[Opening DATA UNDER STUDY section]

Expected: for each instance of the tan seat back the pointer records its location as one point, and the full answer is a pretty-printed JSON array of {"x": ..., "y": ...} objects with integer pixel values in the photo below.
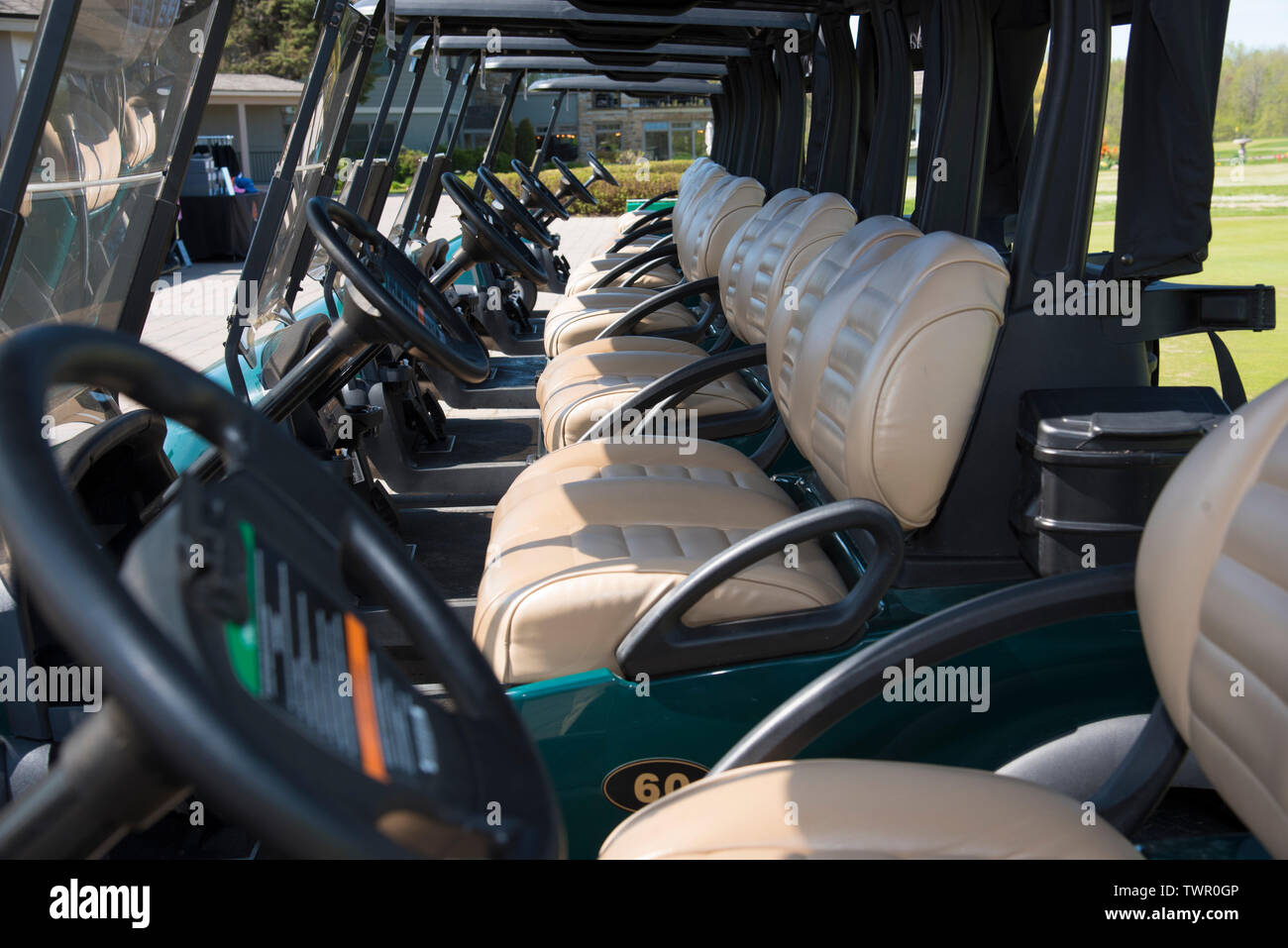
[
  {"x": 761, "y": 261},
  {"x": 138, "y": 132},
  {"x": 690, "y": 196},
  {"x": 861, "y": 248},
  {"x": 95, "y": 145},
  {"x": 687, "y": 207},
  {"x": 1212, "y": 590},
  {"x": 717, "y": 215},
  {"x": 885, "y": 369}
]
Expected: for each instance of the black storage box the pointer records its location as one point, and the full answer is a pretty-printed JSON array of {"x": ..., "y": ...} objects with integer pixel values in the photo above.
[{"x": 1095, "y": 462}]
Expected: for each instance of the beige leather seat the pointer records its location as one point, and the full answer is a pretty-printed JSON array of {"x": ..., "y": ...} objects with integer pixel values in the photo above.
[
  {"x": 93, "y": 138},
  {"x": 691, "y": 193},
  {"x": 1212, "y": 590},
  {"x": 715, "y": 214},
  {"x": 700, "y": 237},
  {"x": 778, "y": 241},
  {"x": 698, "y": 170},
  {"x": 862, "y": 809},
  {"x": 589, "y": 537}
]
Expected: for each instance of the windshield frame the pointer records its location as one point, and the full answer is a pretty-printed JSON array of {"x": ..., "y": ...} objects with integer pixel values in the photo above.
[{"x": 40, "y": 86}]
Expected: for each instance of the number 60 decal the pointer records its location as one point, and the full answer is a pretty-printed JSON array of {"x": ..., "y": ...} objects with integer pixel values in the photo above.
[{"x": 640, "y": 782}]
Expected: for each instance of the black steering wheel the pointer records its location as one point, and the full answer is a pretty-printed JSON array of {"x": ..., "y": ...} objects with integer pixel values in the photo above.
[
  {"x": 312, "y": 738},
  {"x": 603, "y": 172},
  {"x": 385, "y": 285},
  {"x": 485, "y": 227},
  {"x": 537, "y": 189},
  {"x": 514, "y": 210},
  {"x": 576, "y": 188}
]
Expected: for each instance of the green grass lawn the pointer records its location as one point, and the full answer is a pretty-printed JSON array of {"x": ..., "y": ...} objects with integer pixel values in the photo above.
[
  {"x": 1244, "y": 250},
  {"x": 1249, "y": 245}
]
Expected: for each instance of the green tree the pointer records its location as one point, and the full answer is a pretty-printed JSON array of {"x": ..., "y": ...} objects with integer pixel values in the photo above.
[
  {"x": 526, "y": 142},
  {"x": 271, "y": 37}
]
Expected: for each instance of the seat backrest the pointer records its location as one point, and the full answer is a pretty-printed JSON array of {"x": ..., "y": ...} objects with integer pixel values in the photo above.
[
  {"x": 861, "y": 248},
  {"x": 759, "y": 263},
  {"x": 700, "y": 165},
  {"x": 879, "y": 377},
  {"x": 686, "y": 206},
  {"x": 717, "y": 215},
  {"x": 140, "y": 132},
  {"x": 1212, "y": 591}
]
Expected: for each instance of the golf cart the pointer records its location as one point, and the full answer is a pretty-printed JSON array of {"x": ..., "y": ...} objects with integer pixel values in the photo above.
[{"x": 898, "y": 459}]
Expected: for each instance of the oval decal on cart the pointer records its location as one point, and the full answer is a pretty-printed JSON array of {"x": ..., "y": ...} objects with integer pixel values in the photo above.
[{"x": 640, "y": 782}]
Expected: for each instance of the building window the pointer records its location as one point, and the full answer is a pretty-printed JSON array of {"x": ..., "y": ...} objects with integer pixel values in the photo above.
[
  {"x": 657, "y": 141},
  {"x": 671, "y": 102},
  {"x": 608, "y": 138},
  {"x": 683, "y": 140}
]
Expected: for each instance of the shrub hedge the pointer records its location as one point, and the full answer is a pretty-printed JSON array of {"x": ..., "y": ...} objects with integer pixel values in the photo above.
[{"x": 638, "y": 180}]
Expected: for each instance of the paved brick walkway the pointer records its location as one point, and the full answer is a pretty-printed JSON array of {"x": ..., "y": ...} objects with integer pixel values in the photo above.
[{"x": 189, "y": 309}]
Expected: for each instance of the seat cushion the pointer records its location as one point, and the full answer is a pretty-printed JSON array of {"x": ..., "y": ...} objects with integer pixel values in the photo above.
[
  {"x": 862, "y": 809},
  {"x": 589, "y": 537},
  {"x": 554, "y": 375},
  {"x": 578, "y": 389},
  {"x": 587, "y": 273},
  {"x": 579, "y": 318}
]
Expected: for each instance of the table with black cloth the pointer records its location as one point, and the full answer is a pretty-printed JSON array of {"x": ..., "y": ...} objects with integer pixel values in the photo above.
[{"x": 218, "y": 227}]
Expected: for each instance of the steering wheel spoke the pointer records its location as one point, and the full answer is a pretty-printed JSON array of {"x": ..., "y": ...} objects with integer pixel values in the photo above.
[
  {"x": 393, "y": 299},
  {"x": 239, "y": 635}
]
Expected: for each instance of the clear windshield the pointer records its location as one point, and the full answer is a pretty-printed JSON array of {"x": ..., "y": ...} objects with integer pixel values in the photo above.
[
  {"x": 322, "y": 132},
  {"x": 103, "y": 156}
]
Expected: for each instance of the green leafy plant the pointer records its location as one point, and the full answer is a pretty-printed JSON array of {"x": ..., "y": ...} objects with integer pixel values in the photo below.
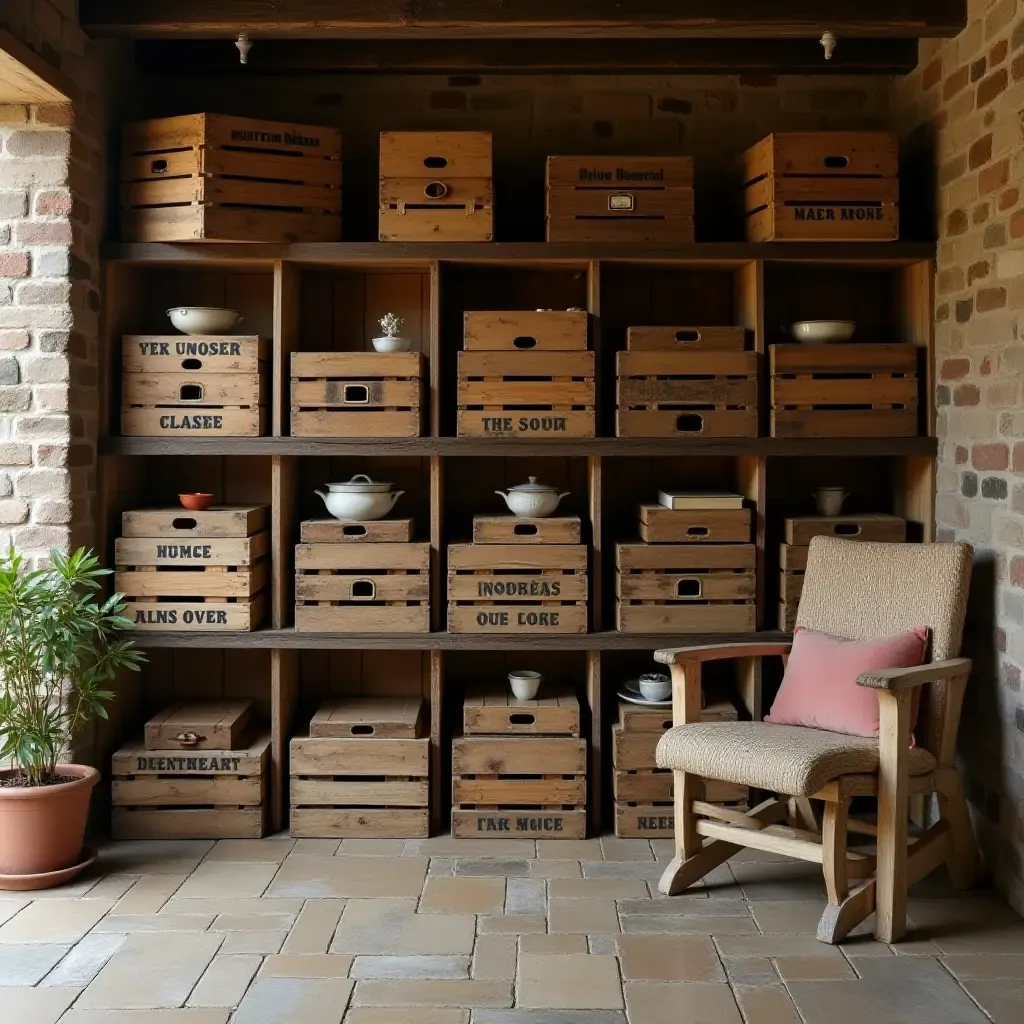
[{"x": 59, "y": 643}]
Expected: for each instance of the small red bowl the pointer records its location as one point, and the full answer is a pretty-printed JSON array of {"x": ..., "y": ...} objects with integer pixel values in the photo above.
[{"x": 196, "y": 503}]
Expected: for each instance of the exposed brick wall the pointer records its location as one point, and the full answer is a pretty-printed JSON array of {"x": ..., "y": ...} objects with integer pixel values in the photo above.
[{"x": 962, "y": 110}]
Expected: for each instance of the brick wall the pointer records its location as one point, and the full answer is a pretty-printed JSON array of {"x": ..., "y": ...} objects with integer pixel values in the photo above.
[{"x": 962, "y": 112}]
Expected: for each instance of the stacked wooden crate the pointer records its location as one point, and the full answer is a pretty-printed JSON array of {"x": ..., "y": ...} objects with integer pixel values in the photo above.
[
  {"x": 686, "y": 382},
  {"x": 195, "y": 570},
  {"x": 519, "y": 576},
  {"x": 693, "y": 571},
  {"x": 194, "y": 386},
  {"x": 201, "y": 771},
  {"x": 800, "y": 530},
  {"x": 357, "y": 394},
  {"x": 642, "y": 792},
  {"x": 525, "y": 373},
  {"x": 519, "y": 768},
  {"x": 363, "y": 771},
  {"x": 361, "y": 578},
  {"x": 435, "y": 186}
]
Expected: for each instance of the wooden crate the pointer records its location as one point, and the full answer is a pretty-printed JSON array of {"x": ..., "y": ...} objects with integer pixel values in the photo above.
[
  {"x": 517, "y": 588},
  {"x": 685, "y": 588},
  {"x": 620, "y": 199},
  {"x": 209, "y": 725},
  {"x": 219, "y": 177},
  {"x": 673, "y": 394},
  {"x": 662, "y": 525},
  {"x": 357, "y": 394},
  {"x": 175, "y": 794},
  {"x": 822, "y": 185},
  {"x": 524, "y": 330},
  {"x": 685, "y": 339},
  {"x": 534, "y": 394},
  {"x": 435, "y": 185},
  {"x": 497, "y": 712},
  {"x": 359, "y": 786},
  {"x": 363, "y": 588},
  {"x": 518, "y": 529},
  {"x": 844, "y": 390},
  {"x": 532, "y": 786}
]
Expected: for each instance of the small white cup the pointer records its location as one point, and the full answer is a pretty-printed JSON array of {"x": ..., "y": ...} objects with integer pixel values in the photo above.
[{"x": 525, "y": 683}]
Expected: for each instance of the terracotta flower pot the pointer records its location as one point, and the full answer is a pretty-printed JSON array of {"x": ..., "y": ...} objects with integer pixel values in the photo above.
[{"x": 42, "y": 827}]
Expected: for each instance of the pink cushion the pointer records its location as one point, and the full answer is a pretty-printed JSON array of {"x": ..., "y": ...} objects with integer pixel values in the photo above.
[{"x": 819, "y": 688}]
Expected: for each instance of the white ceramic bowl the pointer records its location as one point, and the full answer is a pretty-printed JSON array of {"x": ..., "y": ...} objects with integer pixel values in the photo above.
[
  {"x": 203, "y": 320},
  {"x": 822, "y": 331}
]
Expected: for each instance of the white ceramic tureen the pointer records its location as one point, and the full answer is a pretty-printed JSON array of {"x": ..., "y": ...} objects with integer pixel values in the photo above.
[
  {"x": 359, "y": 499},
  {"x": 532, "y": 500}
]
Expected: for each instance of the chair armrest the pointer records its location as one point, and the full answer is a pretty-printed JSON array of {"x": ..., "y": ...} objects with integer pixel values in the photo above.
[
  {"x": 895, "y": 680},
  {"x": 677, "y": 655}
]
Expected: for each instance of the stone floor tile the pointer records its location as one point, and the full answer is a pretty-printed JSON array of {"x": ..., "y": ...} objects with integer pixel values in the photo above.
[
  {"x": 767, "y": 1005},
  {"x": 455, "y": 895},
  {"x": 582, "y": 916},
  {"x": 152, "y": 971},
  {"x": 669, "y": 957},
  {"x": 287, "y": 1000},
  {"x": 28, "y": 964},
  {"x": 512, "y": 924},
  {"x": 360, "y": 877},
  {"x": 690, "y": 1003},
  {"x": 391, "y": 927},
  {"x": 54, "y": 921},
  {"x": 35, "y": 1006},
  {"x": 314, "y": 927},
  {"x": 84, "y": 961},
  {"x": 306, "y": 966},
  {"x": 224, "y": 981},
  {"x": 432, "y": 993},
  {"x": 494, "y": 957},
  {"x": 226, "y": 879},
  {"x": 568, "y": 981},
  {"x": 409, "y": 967}
]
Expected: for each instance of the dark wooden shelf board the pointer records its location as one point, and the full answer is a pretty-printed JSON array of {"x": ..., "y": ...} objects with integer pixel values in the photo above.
[{"x": 465, "y": 446}]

[Closing DATA UNDER STUDY section]

» EXERCISE OBJECTIVE
Lines before the one containing "Expected: for each instance of the dark" are left out. Repeat that line and all lines after it in the records above exactly.

» ANSWER SECTION
Expected: for each instance of the dark wooden shelf board the pointer records its location as one point, and the full answer is a pretty-printed JSON array of {"x": ..., "y": ...} objects with integer pixel values in the photo above.
[{"x": 465, "y": 446}]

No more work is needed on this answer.